**Stated problem**:
Rewrite everything from the line containing "For every instance of the lizard hind" down to the end of the material, swapping "hind leg" for "back leg" and leaving the rest unchanged.

============================================================

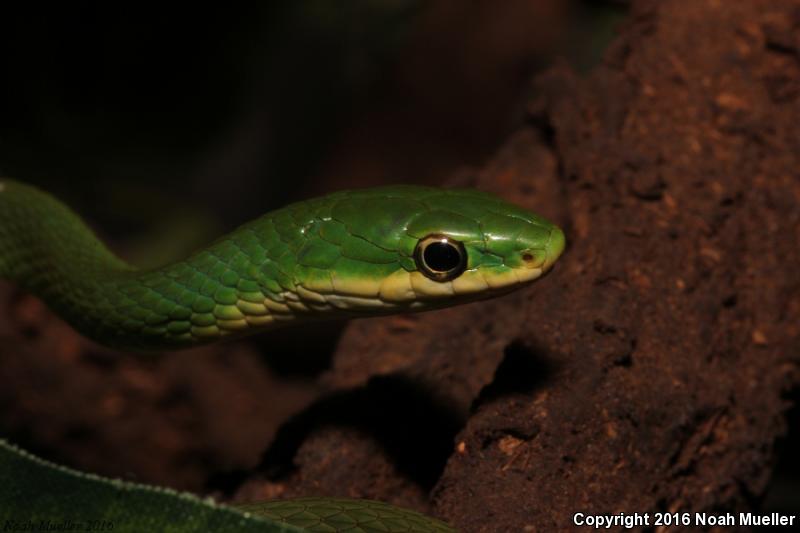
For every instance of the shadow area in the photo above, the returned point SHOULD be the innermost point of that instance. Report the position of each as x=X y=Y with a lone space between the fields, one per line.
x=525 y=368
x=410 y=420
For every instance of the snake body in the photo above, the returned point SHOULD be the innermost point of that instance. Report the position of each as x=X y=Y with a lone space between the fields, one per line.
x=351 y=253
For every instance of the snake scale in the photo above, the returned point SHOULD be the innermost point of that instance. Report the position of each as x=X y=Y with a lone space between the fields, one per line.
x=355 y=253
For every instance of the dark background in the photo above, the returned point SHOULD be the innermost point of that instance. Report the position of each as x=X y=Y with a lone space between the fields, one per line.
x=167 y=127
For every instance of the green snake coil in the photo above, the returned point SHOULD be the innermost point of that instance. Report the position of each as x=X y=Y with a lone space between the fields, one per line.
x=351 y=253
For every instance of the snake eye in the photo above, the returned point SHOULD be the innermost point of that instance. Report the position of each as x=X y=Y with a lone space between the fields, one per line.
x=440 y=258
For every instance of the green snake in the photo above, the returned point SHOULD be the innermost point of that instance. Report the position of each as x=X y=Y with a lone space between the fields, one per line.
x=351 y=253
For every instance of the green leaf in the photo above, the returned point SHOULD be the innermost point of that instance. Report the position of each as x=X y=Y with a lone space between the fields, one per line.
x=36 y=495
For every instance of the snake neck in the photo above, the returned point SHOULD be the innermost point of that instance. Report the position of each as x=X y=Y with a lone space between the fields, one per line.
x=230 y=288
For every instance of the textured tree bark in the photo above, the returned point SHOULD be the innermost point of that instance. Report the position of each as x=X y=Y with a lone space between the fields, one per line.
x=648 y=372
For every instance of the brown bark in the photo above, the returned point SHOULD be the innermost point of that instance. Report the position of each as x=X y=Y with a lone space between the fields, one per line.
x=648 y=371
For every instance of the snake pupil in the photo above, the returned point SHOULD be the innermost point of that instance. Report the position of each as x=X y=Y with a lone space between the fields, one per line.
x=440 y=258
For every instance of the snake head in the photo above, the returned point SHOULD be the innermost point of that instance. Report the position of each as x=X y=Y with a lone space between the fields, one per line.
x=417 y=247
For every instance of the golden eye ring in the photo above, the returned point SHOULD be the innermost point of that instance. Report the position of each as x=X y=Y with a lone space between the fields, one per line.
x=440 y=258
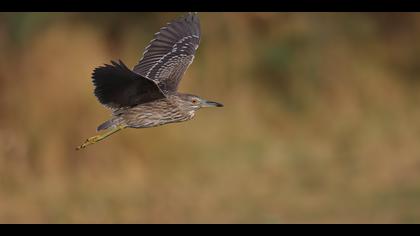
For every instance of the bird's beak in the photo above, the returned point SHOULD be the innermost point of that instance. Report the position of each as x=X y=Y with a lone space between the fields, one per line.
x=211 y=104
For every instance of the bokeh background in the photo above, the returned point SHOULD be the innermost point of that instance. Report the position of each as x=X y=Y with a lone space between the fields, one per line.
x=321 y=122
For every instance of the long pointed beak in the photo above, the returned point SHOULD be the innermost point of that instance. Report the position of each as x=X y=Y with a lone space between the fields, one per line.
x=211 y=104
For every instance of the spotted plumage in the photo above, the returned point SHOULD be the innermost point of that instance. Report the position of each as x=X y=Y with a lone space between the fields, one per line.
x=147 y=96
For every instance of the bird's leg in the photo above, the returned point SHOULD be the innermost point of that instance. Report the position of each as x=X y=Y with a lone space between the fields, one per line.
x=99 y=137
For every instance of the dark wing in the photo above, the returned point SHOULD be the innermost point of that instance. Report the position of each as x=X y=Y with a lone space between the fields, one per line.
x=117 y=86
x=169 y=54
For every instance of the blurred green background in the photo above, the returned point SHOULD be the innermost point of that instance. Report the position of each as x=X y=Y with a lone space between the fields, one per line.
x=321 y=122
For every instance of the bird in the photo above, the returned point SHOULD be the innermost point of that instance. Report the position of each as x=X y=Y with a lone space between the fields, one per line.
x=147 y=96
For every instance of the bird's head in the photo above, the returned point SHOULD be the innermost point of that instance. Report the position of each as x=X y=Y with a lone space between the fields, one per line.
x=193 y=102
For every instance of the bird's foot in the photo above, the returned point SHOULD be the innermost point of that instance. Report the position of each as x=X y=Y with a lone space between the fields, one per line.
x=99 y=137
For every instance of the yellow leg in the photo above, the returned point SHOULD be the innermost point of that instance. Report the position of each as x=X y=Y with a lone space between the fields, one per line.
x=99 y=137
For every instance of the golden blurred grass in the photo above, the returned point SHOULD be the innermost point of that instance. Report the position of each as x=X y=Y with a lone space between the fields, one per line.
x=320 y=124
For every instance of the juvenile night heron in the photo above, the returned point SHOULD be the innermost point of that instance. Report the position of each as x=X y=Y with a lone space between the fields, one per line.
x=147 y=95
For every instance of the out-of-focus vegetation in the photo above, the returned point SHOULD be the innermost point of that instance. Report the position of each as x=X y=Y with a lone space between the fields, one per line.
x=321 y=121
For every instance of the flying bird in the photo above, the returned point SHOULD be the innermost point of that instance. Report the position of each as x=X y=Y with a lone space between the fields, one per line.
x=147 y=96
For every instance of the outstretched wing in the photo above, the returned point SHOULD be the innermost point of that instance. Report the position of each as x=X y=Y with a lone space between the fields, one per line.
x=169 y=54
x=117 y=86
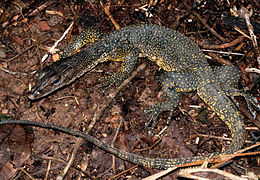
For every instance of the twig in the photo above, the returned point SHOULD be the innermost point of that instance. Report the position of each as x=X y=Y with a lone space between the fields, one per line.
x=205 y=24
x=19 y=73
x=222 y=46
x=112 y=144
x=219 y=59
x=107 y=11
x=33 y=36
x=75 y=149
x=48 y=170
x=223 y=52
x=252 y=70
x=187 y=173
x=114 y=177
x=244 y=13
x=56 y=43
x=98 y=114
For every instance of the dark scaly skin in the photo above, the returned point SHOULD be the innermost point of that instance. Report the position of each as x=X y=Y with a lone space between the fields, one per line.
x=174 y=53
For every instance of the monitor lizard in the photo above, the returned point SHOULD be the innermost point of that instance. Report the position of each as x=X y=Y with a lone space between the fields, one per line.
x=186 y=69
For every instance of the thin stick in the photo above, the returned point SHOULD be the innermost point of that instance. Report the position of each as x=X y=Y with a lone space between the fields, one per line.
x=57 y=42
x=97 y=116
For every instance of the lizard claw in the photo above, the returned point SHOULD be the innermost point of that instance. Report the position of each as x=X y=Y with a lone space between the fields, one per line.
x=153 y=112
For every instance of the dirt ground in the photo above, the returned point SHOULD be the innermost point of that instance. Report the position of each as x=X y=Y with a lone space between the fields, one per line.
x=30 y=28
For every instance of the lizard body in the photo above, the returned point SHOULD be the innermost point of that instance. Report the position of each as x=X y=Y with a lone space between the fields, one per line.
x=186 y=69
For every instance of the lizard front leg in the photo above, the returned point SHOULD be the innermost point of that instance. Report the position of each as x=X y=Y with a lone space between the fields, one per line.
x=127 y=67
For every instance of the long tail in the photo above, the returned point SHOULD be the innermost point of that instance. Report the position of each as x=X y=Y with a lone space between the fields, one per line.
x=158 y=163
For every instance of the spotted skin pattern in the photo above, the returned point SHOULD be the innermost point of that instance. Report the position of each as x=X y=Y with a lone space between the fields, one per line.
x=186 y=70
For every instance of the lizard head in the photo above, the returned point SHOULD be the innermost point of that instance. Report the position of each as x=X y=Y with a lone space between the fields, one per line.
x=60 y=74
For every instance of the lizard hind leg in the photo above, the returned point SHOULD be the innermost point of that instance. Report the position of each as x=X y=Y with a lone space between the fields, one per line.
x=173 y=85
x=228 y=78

============================================================

**Answer below**:
For every instance of the lizard back leg in the photo above, the returned point SHOULD be the innermost point of that instance. Report the position of each as x=X y=Y with a lone space between the fields, one per line.
x=173 y=85
x=228 y=78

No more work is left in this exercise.